Records to use |
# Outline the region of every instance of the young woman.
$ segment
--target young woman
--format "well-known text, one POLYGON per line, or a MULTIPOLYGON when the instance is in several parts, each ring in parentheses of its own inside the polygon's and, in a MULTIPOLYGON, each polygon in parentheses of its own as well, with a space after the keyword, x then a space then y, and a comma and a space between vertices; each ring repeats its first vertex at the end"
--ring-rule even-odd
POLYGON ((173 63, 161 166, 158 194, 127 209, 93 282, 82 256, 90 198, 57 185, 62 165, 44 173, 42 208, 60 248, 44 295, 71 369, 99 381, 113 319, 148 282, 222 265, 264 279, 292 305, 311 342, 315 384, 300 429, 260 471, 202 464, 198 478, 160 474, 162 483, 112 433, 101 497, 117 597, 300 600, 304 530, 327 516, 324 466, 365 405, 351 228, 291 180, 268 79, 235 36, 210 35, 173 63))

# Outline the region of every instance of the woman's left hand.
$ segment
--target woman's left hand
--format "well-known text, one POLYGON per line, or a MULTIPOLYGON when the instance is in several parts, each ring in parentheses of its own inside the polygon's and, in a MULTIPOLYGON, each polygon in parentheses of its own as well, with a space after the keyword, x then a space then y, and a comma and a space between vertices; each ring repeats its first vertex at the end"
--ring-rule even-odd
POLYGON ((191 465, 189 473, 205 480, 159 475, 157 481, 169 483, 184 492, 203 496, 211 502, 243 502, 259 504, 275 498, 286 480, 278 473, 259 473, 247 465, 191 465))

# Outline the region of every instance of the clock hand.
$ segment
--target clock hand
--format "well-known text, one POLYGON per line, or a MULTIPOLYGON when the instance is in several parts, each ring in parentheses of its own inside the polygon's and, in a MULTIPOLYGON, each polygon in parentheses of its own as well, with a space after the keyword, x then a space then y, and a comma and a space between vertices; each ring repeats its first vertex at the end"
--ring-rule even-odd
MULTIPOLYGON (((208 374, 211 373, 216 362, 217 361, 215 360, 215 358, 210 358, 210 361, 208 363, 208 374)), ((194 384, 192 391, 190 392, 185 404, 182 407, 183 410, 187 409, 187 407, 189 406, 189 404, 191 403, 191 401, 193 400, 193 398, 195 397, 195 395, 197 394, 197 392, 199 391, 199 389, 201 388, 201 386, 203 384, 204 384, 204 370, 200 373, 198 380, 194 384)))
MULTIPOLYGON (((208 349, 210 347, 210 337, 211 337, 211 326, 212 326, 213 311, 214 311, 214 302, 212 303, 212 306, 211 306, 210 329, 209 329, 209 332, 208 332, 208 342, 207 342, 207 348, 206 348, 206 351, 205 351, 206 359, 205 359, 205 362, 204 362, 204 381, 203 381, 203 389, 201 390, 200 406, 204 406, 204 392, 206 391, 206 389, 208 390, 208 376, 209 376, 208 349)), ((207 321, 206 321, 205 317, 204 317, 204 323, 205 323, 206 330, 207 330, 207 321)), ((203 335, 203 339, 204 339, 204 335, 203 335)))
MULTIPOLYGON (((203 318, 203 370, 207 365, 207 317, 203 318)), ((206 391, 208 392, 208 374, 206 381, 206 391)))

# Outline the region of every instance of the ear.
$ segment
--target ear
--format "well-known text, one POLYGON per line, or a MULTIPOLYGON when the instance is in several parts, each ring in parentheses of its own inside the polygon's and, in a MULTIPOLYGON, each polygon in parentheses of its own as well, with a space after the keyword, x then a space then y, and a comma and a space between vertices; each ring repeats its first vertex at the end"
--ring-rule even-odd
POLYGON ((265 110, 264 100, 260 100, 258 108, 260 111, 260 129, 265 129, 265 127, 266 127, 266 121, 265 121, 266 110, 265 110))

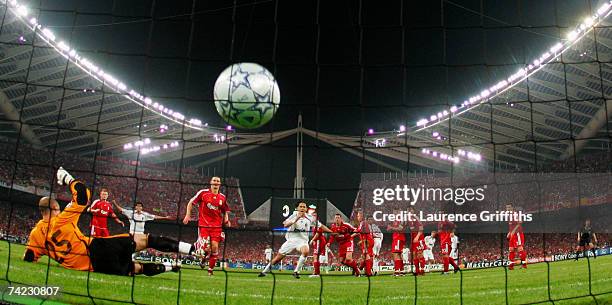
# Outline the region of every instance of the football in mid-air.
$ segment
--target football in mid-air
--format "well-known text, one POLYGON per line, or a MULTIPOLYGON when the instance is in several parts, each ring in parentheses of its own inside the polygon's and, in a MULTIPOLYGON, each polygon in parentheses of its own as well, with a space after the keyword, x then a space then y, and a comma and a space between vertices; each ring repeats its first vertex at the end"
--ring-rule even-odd
POLYGON ((276 79, 255 63, 237 63, 223 70, 215 82, 214 94, 219 115, 242 129, 264 126, 280 104, 276 79))

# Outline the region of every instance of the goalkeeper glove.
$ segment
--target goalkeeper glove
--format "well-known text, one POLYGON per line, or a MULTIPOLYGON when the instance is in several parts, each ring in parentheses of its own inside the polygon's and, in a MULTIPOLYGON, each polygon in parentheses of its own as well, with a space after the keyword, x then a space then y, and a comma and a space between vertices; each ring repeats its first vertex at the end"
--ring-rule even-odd
POLYGON ((74 178, 63 167, 57 169, 57 184, 70 185, 74 178))

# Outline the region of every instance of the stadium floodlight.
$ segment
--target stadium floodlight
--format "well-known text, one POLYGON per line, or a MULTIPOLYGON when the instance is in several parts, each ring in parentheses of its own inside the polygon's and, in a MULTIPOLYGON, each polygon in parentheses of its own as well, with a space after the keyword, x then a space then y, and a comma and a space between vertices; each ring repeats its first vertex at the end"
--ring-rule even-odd
POLYGON ((374 129, 372 129, 372 128, 368 128, 368 134, 369 134, 369 135, 374 134, 374 129))
MULTIPOLYGON (((97 79, 98 81, 102 82, 104 85, 117 91, 118 93, 130 92, 129 95, 125 95, 125 97, 128 100, 147 108, 148 110, 151 110, 169 120, 172 120, 186 127, 197 129, 197 130, 202 130, 202 128, 199 127, 198 124, 188 124, 187 122, 185 122, 185 116, 183 116, 180 113, 175 114, 176 111, 172 109, 159 110, 159 109, 149 108, 148 106, 150 105, 150 103, 145 102, 144 96, 142 94, 139 94, 135 90, 128 88, 128 86, 125 83, 121 82, 119 79, 113 77, 112 75, 105 73, 104 71, 96 67, 93 63, 91 63, 91 61, 89 61, 86 58, 83 58, 76 51, 76 49, 70 49, 65 42, 60 42, 59 44, 56 43, 55 42, 56 36, 53 33, 53 31, 39 24, 36 18, 32 17, 32 18, 26 19, 29 14, 29 10, 26 6, 20 5, 17 0, 10 0, 8 1, 8 3, 9 3, 9 9, 13 12, 15 16, 19 17, 19 19, 21 19, 26 25, 28 25, 33 31, 35 31, 36 35, 41 37, 43 41, 45 41, 52 48, 54 48, 59 54, 63 55, 64 57, 72 61, 83 72, 89 74, 93 78, 97 79)), ((25 41, 25 38, 21 42, 24 42, 24 41, 25 41)))
POLYGON ((434 132, 431 134, 431 136, 432 136, 432 137, 434 137, 434 138, 437 138, 438 136, 440 136, 440 133, 439 133, 439 132, 437 132, 437 131, 434 131, 434 132))
POLYGON ((435 121, 437 118, 438 118, 437 116, 432 115, 432 116, 429 117, 429 120, 430 121, 435 121))
POLYGON ((450 112, 451 112, 451 113, 455 113, 455 112, 457 112, 457 106, 451 106, 451 107, 450 107, 450 112))
POLYGON ((579 33, 578 33, 577 30, 573 30, 573 31, 567 33, 567 39, 569 41, 574 41, 574 40, 576 40, 576 38, 578 38, 578 34, 579 33))
POLYGON ((53 34, 53 32, 51 32, 51 30, 44 28, 42 30, 43 35, 48 38, 51 41, 55 41, 55 34, 53 34))
POLYGON ((429 150, 427 148, 421 149, 421 152, 424 154, 429 154, 429 150))
POLYGON ((601 7, 599 7, 599 9, 597 10, 597 15, 598 16, 604 16, 608 10, 610 9, 610 3, 606 2, 604 3, 601 7))
POLYGON ((425 126, 428 122, 427 119, 420 119, 417 121, 417 126, 425 126))
POLYGON ((399 131, 400 131, 400 132, 404 132, 404 131, 406 131, 406 126, 405 126, 405 125, 400 125, 400 127, 399 127, 399 131))
POLYGON ((27 17, 29 12, 28 8, 25 5, 18 5, 16 8, 17 14, 21 17, 27 17))

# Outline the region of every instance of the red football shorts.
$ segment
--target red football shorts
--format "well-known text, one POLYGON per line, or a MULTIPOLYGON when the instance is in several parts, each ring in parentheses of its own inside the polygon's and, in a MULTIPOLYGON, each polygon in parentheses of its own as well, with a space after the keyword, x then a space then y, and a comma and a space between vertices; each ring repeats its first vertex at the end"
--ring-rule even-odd
POLYGON ((403 239, 393 239, 393 243, 391 244, 391 252, 402 253, 402 250, 404 250, 405 243, 406 241, 403 239))
POLYGON ((107 237, 110 236, 108 228, 91 226, 91 237, 107 237))
POLYGON ((514 233, 510 235, 508 247, 518 248, 525 245, 525 235, 523 233, 514 233))
POLYGON ((346 257, 347 253, 353 253, 353 241, 340 244, 338 255, 342 258, 346 257))

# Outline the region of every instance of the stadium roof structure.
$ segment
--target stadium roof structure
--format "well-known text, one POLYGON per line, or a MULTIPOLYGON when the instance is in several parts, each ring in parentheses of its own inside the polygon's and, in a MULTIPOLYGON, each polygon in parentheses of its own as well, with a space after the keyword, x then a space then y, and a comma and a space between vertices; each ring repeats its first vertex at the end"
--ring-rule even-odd
POLYGON ((244 133, 207 126, 129 89, 29 17, 17 1, 0 1, 0 6, 7 5, 0 36, 0 127, 4 136, 21 134, 35 146, 91 156, 128 154, 125 143, 134 143, 136 155, 150 138, 155 139, 150 150, 158 155, 151 162, 183 159, 201 166, 225 158, 199 157, 228 151, 228 143, 233 147, 229 154, 236 155, 303 132, 394 170, 402 168, 375 156, 445 170, 451 163, 470 161, 469 155, 531 164, 534 154, 559 160, 609 145, 611 2, 565 42, 477 98, 440 107, 414 127, 366 135, 303 128, 244 133), (160 125, 170 128, 162 132, 160 125), (180 149, 172 145, 176 139, 180 149))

Aim of the exercise | Considering each line of the material above, count those with the word "stadium" and give only the number.

Answer box | 4